> Source extract:
:::::

Many more than 23,000 Genes?

A gene, the unit of heredity that encodes a trait, is hard to define in molecular terms. The best known examples of genes encode proteins that contribute to observable phenotypes, such as purple flowers or blue eyes. The genome sequencers have identified about 23,000 genes in the human genome, mostly protein coding. The FANTOM (Functional Annotation of Mouse) Consortium took a broader view, using a number of technologies to identify full length RNA transcripts with unique starts (5’) and stops (3’). They identified 181,047 independent transcripts! Previously unidentified proteins are encoded by 5,154 transcripts. Over one-half of the genome is transcribed on one or both strands without gaps, forming 18,461 transcription “forests” separated by deserts devoid of transcripts. The lengths of these transcripts show 2 major peaks around 2 kb and 20 kb and a minor peak at ~100 Mb. Unbiased analysis of transcription using “tiling arrays”, which probe continuous lengths of the genome exhaustively, have also suggested that there are many more genes than earlier estimates. The authors point out that these results raise concerns about the interpretation of microarray expression studies and gene manipulated mice (knock-ins and -outs). They conclude by estimating the enormous scale of the reevaluated genome code.
Reuel said...

About Average?

Dihydrofolate reductase, DHFR, is an ancient "housekeeping" enzyme that moves a methyl group required for the synthesis of purines and some amino acids. DHFR gene is encoded in only about 3 kbp on 6 exons spread over about 30 kb (1 gene/30kb). This seems to be a sparse code.

Even though this gene is huge, at this rate, a 3 Gb genome would encode 100,000 genes!

The numbers: 3x10^9 bp/genome x 1gene/3x10^4 bp = 10^5 genes/genome.

:::::

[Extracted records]
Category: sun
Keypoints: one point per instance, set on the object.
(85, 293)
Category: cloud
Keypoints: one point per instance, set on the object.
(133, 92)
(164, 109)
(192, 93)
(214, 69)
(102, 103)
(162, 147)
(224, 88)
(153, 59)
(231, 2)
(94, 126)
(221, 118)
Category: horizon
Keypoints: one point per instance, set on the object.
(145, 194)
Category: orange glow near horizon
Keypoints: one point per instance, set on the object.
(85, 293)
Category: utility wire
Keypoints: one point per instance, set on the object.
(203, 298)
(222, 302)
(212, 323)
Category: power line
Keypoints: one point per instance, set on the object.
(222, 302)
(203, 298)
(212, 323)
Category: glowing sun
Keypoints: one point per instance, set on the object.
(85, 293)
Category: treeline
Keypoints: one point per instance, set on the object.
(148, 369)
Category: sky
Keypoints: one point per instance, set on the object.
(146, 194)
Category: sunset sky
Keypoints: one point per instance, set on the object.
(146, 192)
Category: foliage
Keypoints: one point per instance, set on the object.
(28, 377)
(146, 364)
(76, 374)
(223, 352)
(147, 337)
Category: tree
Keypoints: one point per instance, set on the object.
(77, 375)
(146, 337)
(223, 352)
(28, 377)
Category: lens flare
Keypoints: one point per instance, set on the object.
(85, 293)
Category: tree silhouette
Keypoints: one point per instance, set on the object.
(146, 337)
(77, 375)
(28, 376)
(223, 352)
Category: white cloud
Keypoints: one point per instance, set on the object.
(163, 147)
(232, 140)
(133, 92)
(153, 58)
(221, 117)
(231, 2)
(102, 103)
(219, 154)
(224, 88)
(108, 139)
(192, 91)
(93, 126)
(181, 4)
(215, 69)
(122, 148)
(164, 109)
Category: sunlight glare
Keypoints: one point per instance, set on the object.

:::::

> To do: Translate this sentence from the article on human gene counts into Spanish: "Previously unidentified proteins are encoded by 5,154 transcripts."

> Completed task: Las proteínas no identificadas previamente están codificadas por 5154 transcritos.